---------- Trecho original ----------

Admirada por priorizar
o público sobre o privado, Esparta foi a inspiração de uma série de
obras-primas, como a República de Platão, e até de crimes contra a humanidade -
a eugenia, popular no começo do século 20, usava o exemplo espartano como base.
Longe da idealização clássica ou moderna, os poucos artefatos recuperados e as
escassas referências textuais ajudam a compor um retrato de uma cidade na qual
a vida não era nada fácil - e onde a mão do Estado entrava nos lares em busca
de crianças que seriam transformadas em guerreiros.
Guerra perpétua
Esparta vivia em
permanente estado de sítio. Surgida como um pequeno conjunto de aldeias em
torno do século 10 a.C., Esparta se desenvolveu agressivamente nos dois séculos
seguintes para se tornar a maior cidade-estado grega em território. A base da
sua expansão estava na aquisição de terras, de cidadãos livres para pagamento
de taxas e de escravos, chamados hilotas - prisioneiros de guerra de outras
regiões, que eram obrigados a realizar o trabalho braçal.

----------

▶ **Tarefa curta**
Reproduza na íntegra o trecho sobre Esparta, sem alterar nenhuma palavra nem a pontuação.

---------- Linhas de dados ----------

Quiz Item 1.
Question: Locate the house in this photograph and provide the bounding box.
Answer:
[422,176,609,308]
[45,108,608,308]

----------
---------- Linhas de dados ----------

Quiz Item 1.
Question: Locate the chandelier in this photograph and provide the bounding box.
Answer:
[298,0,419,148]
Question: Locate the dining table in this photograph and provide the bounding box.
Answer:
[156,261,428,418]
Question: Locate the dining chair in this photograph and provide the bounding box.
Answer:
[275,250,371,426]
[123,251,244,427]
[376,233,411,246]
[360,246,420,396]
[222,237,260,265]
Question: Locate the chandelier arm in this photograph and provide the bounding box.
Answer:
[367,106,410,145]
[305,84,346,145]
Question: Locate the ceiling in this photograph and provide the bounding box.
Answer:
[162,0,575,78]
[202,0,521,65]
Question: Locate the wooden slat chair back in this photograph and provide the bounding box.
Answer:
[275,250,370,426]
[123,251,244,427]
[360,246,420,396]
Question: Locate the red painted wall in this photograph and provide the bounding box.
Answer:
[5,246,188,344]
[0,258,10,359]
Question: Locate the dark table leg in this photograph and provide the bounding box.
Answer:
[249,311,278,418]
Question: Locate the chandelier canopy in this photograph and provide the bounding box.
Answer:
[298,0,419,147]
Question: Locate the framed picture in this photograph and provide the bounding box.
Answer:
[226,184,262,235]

----------
---------- Linhas de dados ----------

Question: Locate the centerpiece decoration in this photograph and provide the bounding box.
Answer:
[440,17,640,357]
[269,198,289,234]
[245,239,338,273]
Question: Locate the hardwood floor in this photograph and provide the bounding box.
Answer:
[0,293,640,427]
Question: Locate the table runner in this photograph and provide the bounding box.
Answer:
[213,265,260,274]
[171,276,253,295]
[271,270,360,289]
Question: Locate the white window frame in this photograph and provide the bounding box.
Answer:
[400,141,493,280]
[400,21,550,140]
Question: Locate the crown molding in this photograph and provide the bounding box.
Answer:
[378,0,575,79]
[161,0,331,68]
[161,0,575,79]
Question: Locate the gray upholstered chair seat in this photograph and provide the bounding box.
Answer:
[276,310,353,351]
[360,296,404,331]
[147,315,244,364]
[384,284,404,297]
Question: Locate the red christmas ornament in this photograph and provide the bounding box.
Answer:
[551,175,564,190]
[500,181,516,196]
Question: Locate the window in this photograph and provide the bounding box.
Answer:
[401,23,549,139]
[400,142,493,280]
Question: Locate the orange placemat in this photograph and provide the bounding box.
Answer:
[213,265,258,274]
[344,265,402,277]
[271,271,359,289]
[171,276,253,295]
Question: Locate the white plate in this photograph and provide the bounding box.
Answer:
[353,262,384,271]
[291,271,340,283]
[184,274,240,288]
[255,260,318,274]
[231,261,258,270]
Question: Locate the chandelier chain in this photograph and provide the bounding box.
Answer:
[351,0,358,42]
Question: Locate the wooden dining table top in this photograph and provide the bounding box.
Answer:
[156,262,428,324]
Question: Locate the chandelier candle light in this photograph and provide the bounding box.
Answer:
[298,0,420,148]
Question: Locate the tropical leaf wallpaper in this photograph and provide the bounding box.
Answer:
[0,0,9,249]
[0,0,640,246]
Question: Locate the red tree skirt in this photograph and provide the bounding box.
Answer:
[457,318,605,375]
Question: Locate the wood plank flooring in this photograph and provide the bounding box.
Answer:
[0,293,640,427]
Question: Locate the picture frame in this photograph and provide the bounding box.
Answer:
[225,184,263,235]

----------

▶ **Problema resolvido**
Admirada por priorizar
o público sobre o privado, Esparta foi a inspiração de uma série de
obras-primas, como a República de Platão, e até de crimes contra a humanidade -
a eugenia, popular no começo do século 20, usava o exemplo espartano como base.
Longe da idealização clássica ou moderna, os poucos artefatos recuperados e as
escassas referências textuais ajudam a compor um retrato de uma cidade na qual
a vida não era nada fácil - e onde a mão do Estado entrava nos lares em busca
de crianças que seriam transformadas em guerreiros.
Guerra perpétua
Esparta vivia em
permanente estado de sítio. Surgida como um pequeno conjunto de aldeias em
torno do século 10 a.C., Esparta se desenvolveu agressivamente nos dois séculos
seguintes para se tornar a maior cidade-estado grega em território. A base da
sua expansão estava na aquisição de terras, de cidadãos livres para pagamento
de taxas e de escravos, chamados hilotas - prisioneiros de guerra de outras
regiões, que eram obrigados a realizar o trabalho braçal.